---------- DATA FOR THIS EXERCISE ----------
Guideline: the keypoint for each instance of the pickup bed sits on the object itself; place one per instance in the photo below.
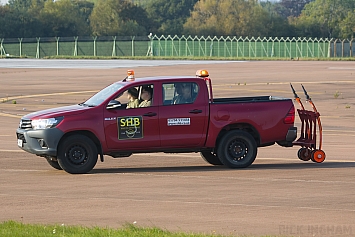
(181, 116)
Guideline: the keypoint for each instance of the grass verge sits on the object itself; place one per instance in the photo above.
(17, 229)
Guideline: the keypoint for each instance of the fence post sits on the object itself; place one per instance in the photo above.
(94, 38)
(37, 52)
(132, 45)
(57, 39)
(114, 46)
(75, 46)
(2, 50)
(20, 40)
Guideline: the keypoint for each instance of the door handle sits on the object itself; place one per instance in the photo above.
(150, 114)
(195, 111)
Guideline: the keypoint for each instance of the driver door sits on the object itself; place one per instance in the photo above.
(132, 129)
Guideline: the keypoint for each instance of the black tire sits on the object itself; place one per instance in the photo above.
(54, 163)
(237, 149)
(304, 154)
(77, 154)
(210, 157)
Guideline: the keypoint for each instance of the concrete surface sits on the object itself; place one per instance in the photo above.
(278, 195)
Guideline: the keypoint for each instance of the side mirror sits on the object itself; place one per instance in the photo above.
(113, 104)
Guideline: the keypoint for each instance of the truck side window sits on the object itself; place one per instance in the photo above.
(179, 93)
(146, 96)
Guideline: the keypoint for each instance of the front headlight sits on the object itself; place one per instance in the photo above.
(46, 123)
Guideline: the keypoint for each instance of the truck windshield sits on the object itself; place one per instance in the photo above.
(102, 95)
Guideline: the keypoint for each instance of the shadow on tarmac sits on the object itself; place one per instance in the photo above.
(178, 169)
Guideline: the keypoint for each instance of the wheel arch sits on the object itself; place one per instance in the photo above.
(88, 134)
(239, 126)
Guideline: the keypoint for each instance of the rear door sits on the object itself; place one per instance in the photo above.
(183, 125)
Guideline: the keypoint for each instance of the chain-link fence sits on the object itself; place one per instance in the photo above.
(178, 46)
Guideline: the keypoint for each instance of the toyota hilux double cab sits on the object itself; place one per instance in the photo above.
(181, 116)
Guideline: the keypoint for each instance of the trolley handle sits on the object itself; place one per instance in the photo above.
(294, 92)
(305, 92)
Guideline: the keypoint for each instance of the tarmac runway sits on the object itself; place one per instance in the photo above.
(278, 195)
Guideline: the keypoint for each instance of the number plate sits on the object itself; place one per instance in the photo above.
(19, 142)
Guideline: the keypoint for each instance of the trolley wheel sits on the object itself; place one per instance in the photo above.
(304, 154)
(318, 156)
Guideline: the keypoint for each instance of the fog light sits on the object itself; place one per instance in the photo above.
(42, 143)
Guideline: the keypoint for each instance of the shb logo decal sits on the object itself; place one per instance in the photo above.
(130, 127)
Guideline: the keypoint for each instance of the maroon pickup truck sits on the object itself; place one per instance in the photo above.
(158, 114)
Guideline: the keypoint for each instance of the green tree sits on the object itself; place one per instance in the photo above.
(169, 16)
(324, 18)
(23, 16)
(230, 17)
(290, 8)
(118, 17)
(63, 18)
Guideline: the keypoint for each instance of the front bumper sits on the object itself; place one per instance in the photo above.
(42, 142)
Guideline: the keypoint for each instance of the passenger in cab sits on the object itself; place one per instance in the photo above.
(146, 96)
(132, 95)
(184, 93)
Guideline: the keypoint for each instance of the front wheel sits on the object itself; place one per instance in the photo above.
(237, 149)
(210, 157)
(77, 154)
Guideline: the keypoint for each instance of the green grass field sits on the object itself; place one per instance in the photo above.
(17, 229)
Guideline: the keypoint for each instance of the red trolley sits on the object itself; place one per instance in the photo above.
(308, 138)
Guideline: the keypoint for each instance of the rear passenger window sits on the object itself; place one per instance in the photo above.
(180, 93)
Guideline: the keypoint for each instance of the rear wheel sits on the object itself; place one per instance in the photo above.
(318, 156)
(304, 154)
(54, 163)
(77, 154)
(210, 157)
(237, 149)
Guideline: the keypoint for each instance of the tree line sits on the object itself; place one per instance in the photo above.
(241, 18)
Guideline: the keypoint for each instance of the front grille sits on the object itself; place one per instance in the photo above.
(21, 137)
(25, 124)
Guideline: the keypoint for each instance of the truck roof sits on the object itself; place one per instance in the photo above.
(200, 74)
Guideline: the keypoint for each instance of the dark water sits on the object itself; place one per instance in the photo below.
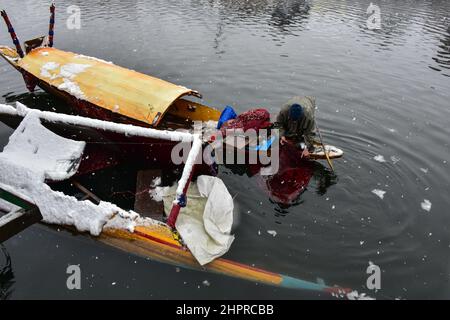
(381, 92)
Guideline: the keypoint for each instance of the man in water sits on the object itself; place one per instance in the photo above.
(296, 123)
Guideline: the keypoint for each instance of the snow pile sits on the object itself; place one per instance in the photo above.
(67, 73)
(126, 129)
(31, 157)
(81, 56)
(46, 68)
(70, 70)
(354, 295)
(35, 154)
(6, 206)
(72, 88)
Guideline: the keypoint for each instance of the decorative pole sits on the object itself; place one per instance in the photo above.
(51, 25)
(12, 33)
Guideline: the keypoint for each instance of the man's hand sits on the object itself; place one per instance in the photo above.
(305, 153)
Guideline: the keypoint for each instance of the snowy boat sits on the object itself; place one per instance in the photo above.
(54, 158)
(102, 90)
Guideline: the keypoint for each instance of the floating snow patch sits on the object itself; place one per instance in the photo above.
(426, 205)
(379, 158)
(379, 193)
(273, 233)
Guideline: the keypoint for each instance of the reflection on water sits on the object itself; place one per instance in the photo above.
----------
TASK TO CARRY OUT: Restate exactly the lines running from the line with "Guideline: the keypoint for each instance of the man's" to the end of the entries above, both ends included.

ANSWER TO THIS PROBLEM:
Guideline: the keypoint for each instance of the man's hand sits on the object itself; place one per instance in the photo above.
(305, 153)
Guideline: the keypoint for each instance of the snowy boat sits on the object itself; place one per instance in the photo above.
(54, 158)
(102, 90)
Guideline: the keypoint for each instance of the floating snow patch sits on the object itself; place one per instance in the photo above.
(426, 205)
(379, 158)
(379, 193)
(273, 233)
Guideline: the keypoint for each instance of the reflection on water sits on the object itself; place one per instance in the photo above.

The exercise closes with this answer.